▶ GIVEN REQUEST
Reproduce the records below word for word, omitting the pictures.

======== PROVIDED RECORDS ========

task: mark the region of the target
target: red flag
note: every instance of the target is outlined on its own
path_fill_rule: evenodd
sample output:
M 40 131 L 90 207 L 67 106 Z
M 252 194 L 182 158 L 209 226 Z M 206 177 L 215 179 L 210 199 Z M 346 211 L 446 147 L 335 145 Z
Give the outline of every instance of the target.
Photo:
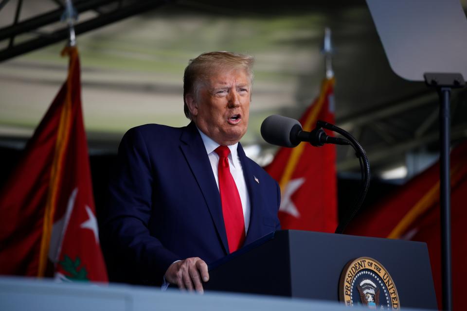
M 0 274 L 106 282 L 81 112 L 79 59 L 0 192 Z
M 467 142 L 451 153 L 451 225 L 453 309 L 462 310 L 467 277 Z M 437 163 L 352 221 L 345 230 L 354 234 L 426 242 L 438 307 L 442 279 L 439 205 L 439 163 Z
M 310 131 L 318 120 L 334 123 L 334 80 L 325 79 L 319 97 L 300 120 Z M 326 130 L 328 135 L 332 133 Z M 336 147 L 302 143 L 282 148 L 266 171 L 282 192 L 279 218 L 283 229 L 334 232 L 337 226 Z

========

▶ SOLUTION FOR THIS PROBLEM
task: mark the region of the target
target: red flag
note: every instance of the target is outlined on its own
path_fill_rule: evenodd
sample output:
M 40 131 L 90 207 L 67 106 Z
M 252 194 L 182 158 L 209 226 Z M 206 177 L 215 179 L 210 199 Z M 346 211 L 446 147 L 335 145 Z
Give the outline of every instance of the target.
Photo:
M 0 274 L 106 282 L 81 112 L 79 59 L 0 192 Z
M 467 142 L 451 153 L 451 225 L 453 309 L 462 310 L 467 277 Z M 437 163 L 352 221 L 345 230 L 354 234 L 426 242 L 438 307 L 442 279 L 439 205 L 439 163 Z
M 310 131 L 318 120 L 334 123 L 334 80 L 325 79 L 319 97 L 300 120 Z M 326 130 L 328 135 L 332 133 Z M 336 147 L 302 143 L 282 148 L 266 171 L 282 192 L 279 218 L 283 229 L 334 232 L 337 226 Z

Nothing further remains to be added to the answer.